**AIM OF THE EXERCISE:**
This exercise calls for the records to be repeated in full, exactly as written.

○ ○ ○ ○

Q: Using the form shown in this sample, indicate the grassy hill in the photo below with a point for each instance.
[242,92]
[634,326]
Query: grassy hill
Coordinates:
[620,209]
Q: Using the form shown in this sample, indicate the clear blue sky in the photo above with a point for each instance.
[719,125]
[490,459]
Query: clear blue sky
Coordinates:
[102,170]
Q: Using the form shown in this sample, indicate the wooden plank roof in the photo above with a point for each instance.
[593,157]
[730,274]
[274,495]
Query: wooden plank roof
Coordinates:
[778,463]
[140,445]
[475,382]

○ ○ ○ ○

**SOLUTION:**
Q: Using the form shown in this sample, indicate the grassy hill in the photo below with a point for each instance.
[242,92]
[634,326]
Query: grassy hill
Coordinates:
[620,209]
Q: Using the form shown in this sample, indicate the clear blue sky in the photo above with a point for each instance.
[719,125]
[490,459]
Query: clear blue sky
Coordinates:
[102,170]
Q: Using the form shown in this sample, indicate the wooden plank roof in the photo above with a point for each instance.
[593,157]
[730,274]
[274,495]
Query: wooden plank roof
Coordinates:
[778,463]
[140,445]
[475,382]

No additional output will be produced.